Passage:
>> Start

Welcome Avatar! As many of you know we’re in a recession (according to us at least) despite the news suggesting otherwise. Therefore, instead of looking at the *lagging* indicator which is unemployment, we should be looking at the forward indicator such as FedEX being unable to issue full year guidance!
One of the hard parts when it comes to writing to a large and rapidly growing audience is recognizing that new people will be here every day. The majority of young people haven’t even seen a recession! If you were born any time after 1987 or so you’ve never had a working year in a significant downturn (2020 excluded since it lasted a short month before money printing commenced)
Part 1 - Follow the Money Not Performance
We fell into this trap as well. If you get into a high paying position it does not mean you should work 100% full steam ahead for all of the people at the firm. We’re not knocking this belief as everyone enters the work force with a “work hard” mentality. This is because you likely succeeded in sports and academics by grinding it out and performing well.
Get ready for reality!
Do not try to compete with the CEOs son. Do not try to compete with the overpaid assistant who for some reason is a 10/10 with no degree and always hangs out with the “head of sales” after work for “drinks”. Do not try to please Shawn the guy who was promoted to “Middle Management” 25 years ago and hasn’t been promoted since. Your time needs to be of utmost importance.

>> End

Stored records:

>> Start

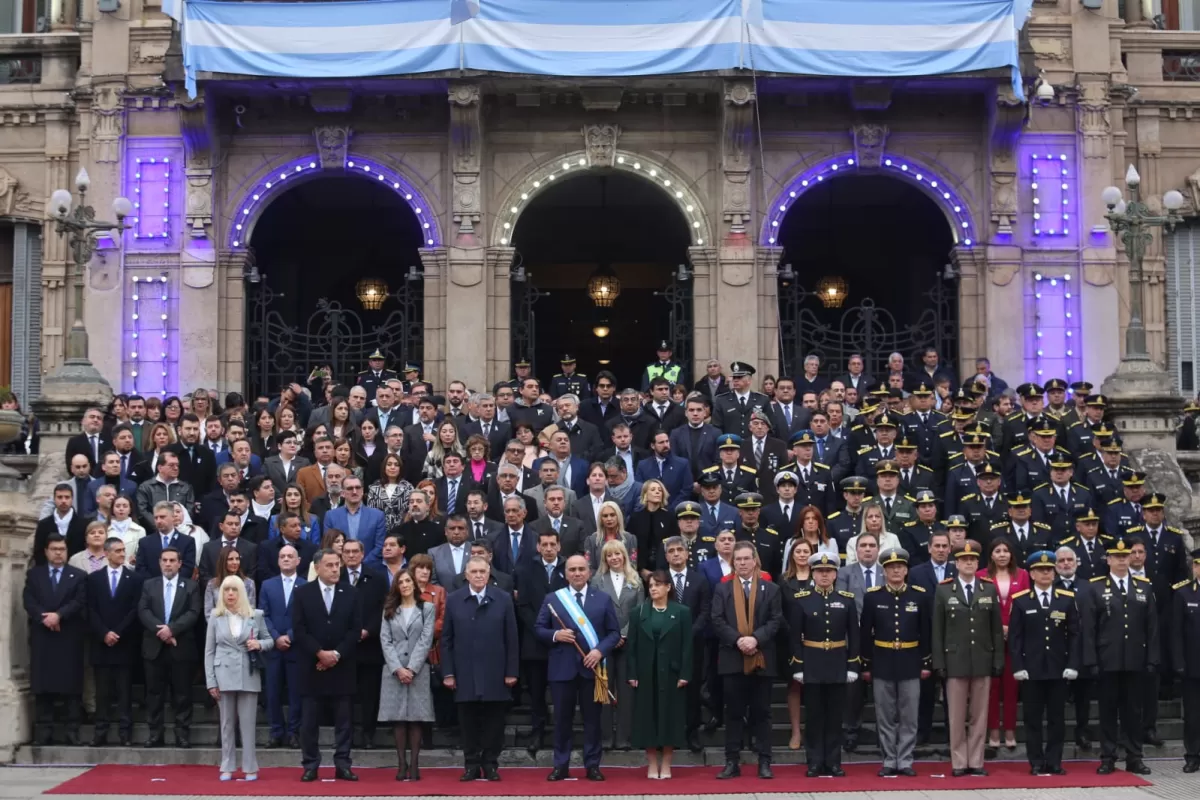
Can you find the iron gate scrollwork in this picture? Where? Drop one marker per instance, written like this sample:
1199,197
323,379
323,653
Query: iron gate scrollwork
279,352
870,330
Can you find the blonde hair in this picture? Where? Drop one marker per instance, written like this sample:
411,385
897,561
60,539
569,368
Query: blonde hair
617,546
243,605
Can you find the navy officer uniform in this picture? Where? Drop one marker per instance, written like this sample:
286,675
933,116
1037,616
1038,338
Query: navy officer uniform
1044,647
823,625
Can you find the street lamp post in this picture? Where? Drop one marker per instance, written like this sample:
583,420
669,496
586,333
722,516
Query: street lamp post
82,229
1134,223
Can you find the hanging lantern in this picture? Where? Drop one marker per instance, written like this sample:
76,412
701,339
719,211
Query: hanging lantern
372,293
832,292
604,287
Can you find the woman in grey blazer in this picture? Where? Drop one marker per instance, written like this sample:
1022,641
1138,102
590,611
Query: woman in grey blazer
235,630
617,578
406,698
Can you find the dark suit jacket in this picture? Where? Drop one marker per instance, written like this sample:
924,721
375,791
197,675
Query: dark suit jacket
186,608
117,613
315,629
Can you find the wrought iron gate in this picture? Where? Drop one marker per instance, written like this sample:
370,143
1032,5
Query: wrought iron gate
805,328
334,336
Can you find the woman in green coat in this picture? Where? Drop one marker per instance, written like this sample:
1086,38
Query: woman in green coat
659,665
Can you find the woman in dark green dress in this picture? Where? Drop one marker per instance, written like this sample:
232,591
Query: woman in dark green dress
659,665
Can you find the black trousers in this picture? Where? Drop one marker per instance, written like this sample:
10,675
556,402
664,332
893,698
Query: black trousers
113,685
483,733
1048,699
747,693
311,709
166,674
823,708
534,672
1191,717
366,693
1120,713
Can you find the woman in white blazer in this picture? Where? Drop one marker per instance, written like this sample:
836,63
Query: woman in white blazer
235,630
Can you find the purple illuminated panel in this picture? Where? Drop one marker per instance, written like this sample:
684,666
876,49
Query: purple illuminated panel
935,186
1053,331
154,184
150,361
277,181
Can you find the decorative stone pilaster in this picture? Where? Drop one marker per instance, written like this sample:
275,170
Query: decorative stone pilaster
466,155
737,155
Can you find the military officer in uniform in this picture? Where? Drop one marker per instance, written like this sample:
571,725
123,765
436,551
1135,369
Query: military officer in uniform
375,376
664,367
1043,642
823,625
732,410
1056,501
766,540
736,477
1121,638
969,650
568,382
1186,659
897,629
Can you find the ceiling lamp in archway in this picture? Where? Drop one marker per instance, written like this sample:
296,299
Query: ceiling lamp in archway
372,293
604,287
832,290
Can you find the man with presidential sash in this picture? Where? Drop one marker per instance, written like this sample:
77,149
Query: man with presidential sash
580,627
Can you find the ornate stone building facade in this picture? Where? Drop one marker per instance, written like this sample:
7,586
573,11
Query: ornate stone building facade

>> End

Required task:
Transcribe the part of the post on recession career advice word for word, starting with "One of the hard" and going on through "money printing commenced)".

Completed task:
One of the hard parts when it comes to writing to a large and rapidly growing audience is recognizing that new people will be here every day. The majority of young people haven’t even seen a recession! If you were born any time after 1987 or so you’ve never had a working year in a significant downturn (2020 excluded since it lasted a short month before money printing commenced)